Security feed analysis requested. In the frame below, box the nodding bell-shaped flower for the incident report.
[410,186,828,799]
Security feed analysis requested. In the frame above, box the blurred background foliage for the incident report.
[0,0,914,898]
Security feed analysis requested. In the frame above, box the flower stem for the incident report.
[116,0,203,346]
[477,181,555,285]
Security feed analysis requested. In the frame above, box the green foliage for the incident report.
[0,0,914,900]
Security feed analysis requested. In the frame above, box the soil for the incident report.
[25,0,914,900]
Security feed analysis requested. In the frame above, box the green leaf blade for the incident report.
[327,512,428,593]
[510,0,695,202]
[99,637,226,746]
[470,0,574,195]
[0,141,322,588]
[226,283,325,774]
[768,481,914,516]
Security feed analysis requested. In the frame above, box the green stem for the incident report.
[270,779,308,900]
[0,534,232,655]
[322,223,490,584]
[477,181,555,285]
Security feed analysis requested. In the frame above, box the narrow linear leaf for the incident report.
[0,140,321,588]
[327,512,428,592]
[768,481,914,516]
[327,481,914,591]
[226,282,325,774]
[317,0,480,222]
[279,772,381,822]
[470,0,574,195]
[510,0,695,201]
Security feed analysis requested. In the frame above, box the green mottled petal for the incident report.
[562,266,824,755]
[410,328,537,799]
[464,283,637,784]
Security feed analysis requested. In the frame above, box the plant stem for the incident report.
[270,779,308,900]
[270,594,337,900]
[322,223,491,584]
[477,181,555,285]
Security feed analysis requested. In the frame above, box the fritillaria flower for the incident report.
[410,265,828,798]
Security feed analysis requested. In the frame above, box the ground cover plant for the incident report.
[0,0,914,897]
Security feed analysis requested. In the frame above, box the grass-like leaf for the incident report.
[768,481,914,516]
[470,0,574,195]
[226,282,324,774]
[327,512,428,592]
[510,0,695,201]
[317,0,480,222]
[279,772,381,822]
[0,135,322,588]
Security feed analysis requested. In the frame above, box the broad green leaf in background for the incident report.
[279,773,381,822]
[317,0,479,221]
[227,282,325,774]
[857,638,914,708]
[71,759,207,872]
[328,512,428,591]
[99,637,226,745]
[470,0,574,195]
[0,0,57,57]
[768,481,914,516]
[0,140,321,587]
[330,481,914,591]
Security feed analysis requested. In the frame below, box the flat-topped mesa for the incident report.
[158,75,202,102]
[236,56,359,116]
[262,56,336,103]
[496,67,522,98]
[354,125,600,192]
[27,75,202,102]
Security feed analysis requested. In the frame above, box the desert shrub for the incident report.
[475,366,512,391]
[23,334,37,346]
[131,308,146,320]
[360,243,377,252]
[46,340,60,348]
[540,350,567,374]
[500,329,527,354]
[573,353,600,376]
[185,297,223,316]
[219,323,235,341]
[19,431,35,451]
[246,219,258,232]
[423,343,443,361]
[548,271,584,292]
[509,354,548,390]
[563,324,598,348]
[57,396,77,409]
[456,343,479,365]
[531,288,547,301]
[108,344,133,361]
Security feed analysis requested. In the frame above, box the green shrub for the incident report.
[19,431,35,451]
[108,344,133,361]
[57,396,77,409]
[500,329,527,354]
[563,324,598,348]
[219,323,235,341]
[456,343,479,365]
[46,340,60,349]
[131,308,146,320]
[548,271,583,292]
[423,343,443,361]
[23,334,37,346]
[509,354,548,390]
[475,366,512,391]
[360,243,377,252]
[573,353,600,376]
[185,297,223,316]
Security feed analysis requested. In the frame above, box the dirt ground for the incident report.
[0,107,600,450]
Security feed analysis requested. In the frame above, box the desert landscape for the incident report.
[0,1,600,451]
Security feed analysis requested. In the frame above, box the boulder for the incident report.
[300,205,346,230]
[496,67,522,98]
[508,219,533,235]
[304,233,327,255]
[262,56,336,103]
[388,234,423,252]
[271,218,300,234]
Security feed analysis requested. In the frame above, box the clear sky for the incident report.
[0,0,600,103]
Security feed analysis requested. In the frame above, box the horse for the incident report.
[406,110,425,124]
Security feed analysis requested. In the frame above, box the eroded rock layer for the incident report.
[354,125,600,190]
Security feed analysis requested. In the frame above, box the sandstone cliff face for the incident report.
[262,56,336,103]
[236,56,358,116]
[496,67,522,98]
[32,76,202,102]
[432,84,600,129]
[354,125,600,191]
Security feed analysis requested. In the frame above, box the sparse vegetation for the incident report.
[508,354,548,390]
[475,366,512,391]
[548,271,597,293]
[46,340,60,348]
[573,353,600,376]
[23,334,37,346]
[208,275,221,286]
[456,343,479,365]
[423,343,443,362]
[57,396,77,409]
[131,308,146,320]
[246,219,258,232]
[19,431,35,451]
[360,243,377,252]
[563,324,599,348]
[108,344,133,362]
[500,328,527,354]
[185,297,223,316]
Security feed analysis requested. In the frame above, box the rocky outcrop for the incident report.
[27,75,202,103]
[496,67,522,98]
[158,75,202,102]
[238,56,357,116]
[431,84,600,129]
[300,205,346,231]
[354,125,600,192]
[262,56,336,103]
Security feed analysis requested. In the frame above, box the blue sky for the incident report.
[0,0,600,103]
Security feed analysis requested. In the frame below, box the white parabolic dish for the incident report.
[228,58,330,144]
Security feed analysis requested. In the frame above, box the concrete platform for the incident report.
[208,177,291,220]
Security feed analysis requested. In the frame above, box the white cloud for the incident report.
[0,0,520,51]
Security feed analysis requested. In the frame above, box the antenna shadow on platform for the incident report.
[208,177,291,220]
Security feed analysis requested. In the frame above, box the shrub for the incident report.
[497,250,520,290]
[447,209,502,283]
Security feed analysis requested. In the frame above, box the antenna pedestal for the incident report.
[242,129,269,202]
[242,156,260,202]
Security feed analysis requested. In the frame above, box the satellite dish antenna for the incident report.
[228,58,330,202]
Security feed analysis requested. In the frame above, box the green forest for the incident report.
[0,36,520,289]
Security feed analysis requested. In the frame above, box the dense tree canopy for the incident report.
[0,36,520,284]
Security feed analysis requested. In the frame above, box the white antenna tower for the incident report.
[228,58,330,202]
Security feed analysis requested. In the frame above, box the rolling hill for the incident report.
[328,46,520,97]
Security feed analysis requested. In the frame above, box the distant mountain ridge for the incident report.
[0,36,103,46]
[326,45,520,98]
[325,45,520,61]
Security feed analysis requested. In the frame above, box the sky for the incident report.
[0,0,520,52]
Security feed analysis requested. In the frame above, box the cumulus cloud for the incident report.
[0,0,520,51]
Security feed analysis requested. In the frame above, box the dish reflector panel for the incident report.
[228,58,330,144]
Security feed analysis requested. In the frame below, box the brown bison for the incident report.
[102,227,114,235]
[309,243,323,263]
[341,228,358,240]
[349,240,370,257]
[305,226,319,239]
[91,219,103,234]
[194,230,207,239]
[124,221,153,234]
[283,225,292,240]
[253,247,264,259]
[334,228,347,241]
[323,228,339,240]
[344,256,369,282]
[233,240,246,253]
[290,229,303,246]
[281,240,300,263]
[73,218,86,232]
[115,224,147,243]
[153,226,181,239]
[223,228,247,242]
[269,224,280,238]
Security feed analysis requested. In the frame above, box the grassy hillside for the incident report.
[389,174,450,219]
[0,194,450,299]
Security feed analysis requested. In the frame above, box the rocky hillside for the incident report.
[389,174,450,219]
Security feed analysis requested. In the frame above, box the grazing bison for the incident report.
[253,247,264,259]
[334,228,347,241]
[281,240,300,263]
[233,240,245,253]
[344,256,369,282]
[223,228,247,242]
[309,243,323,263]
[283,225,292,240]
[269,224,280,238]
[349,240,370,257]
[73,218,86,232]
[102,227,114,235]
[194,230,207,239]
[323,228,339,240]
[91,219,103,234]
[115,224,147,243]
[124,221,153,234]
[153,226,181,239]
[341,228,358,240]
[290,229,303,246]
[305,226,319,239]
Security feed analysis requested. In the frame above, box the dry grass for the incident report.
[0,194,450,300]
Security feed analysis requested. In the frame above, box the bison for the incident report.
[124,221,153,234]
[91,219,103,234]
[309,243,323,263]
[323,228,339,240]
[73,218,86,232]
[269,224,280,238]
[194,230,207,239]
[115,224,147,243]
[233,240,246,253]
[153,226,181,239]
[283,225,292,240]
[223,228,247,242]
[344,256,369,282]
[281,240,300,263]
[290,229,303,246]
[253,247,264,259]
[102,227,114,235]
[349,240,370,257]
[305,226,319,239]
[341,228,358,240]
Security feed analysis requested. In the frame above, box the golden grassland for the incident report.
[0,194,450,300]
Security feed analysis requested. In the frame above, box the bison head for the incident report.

|---|

--- AIM OF THE EXERCISE ---
Rewrite the rows, from the first line up to and including the line with "[0,0,914,898]", as a Markdown table with the columns No and Line, leaving out any blank lines.

--- OUTPUT OF THE TASK ---
| No | Line |
|---|---|
| 1 | Security feed analysis requested. In the frame below, box the nodding bell-shaped flower for the incident report. |
| 2 | [410,186,828,799] |
| 3 | Security feed analysis requested. In the frame above, box the blurred background foliage for the incident report. |
| 4 | [0,0,914,898] |